Apart from the interpretation centre there is a souvenir shop, clean paid washrooms and a cafeteria (with fresh delicious snacks) are also present around the entrance of the zoo.

Timing for the zoo (Friday to Wednesday) – 10am to 4pm

Ticket for Zoo (for Indian nationals – free for senior citizens, children upto 5 years) – INR100 p/p

Ticket for interpretation centre (for Indian nationals above 12 years of age) – INR30 p/p Taxi to and fro from Mall road uphill to the zoo entrance – INR30 p/p

02. Walk on Thandi Sadak.

Once down the Zoo hill back on Mall road, turn left to cross the iconic ‘I love Nainital’ signboard to reach Thandi sadak.

A pedestal road spanning 1 km goes along half of the Nainital lake opposite the Mall road. Thandi sadak is lined up with lush greens of pine, deodar and oaks, which restricts warm sunbeams to fall over the road, keeping it cool always. I have walked on this road a decade ago, the enchanting winter morning mist still gives me the chills when I think about it. Not many people come this far, so it’s likely that social distancing will be pretty easy.

Due to our extended zoo trip, we had to skip the Thandi sadak part of our itinerary.

03. Take a boat ride from Naina devi temple to Mall road.

From the base of the zoo, if you take the route of Thandi sadak – the walk will end at Naina – devi temple. It’s beautifully constructed temple dedicated to Goddess Parvati’s reincarnation – Naina devi, on whose name the town and lake is named.

Our plan was to walk to the temple via Thandi sadak and hire a row boat to the Mall road instead of walking to it. We had to off-course cancel the plan and walked directly onto the Mall road.

04. Walk on Mall road.

For decades, Mall road has been the pathway to millions of romantic rendezvous. Walking along the lake with antic street lamps bordering it and café’s inviting aromas of hot chocolate and cappuccinos and fresh bakes will surely make you fall in love with this tiny town. It’s a pretty wide road with a ‘no car’ section, making social distancing quiet easy.

View of Thandi sadak and Naina devi temple across the lake from Mall road.

05. Shop for wood work and candles.

The shops on mall road sell a lot of locally sourced wood artefacts as well as really fancy molded candles. These are good souvenirs to pickup when in town. It was essential that we avoided the popular local markets as they tend to get over crowded during the day, so we decided to only visit empty(ish) mall road souvenir stores.

§ What you will do:
1. According to the Nainital guide, on which days and at what hours is the zoo open?
2. Carry on writing the Nainital guide from its final sentence, in the same voice.
The listing comes from a separate source and has no connection to the Nainital guide.

§ The data:

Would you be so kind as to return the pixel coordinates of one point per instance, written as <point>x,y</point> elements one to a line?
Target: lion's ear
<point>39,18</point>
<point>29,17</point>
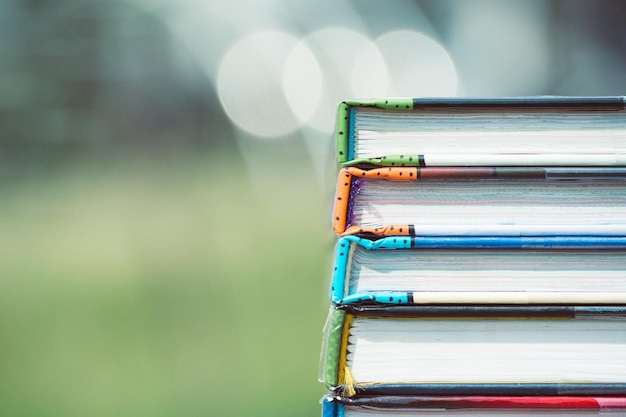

§ Answers below:
1. The zoo is open Friday to Wednesday, from 10am to 4pm.

2.
Some well made fruit shaped candles bought from Nainital.

06. Check out the Murals

This was something that I think I appreciated the most during my visit. A group of artists have painted portrait murals on mall road as an appreciation and to honor civic workers/cleaners who actually keep Nainital pretty behind the scenes. All tourists must pledge to travel responsibly and support the efforts done by all these hard workers in keeping the cities/town we love looking lovable!

Portrait murals of Nainital.

07. Visit one of the many lake side cafes and restaurants

We chose to visit ‘Café LakeSide’ for lunch. The retro ambience and old English melodies made the charming afternoon most relaxing. Hot steaming sizzler and grilled fish was all that one can ask for to end a memorable day in Nainital.

Sizzling delicious lunch at Cafe Lakeside.

Full meal for two: INR2000/-

As we watched the bustling  Mall road below us(balcony seating) and the sun setting behind the hill across the lake with its last beams cutting across the high ridge, it was time to put on our jackets and order for that cup of hot chocolate. Temperatures in Nainital start dropping drastically in the late afternoon as the sun goes behind the surrounding hills, adding extra cool awesomeness to this valley town.

Bonus recommendation!: If by chance you are around till sun down drive towards Pangot to see Nainital lights at night.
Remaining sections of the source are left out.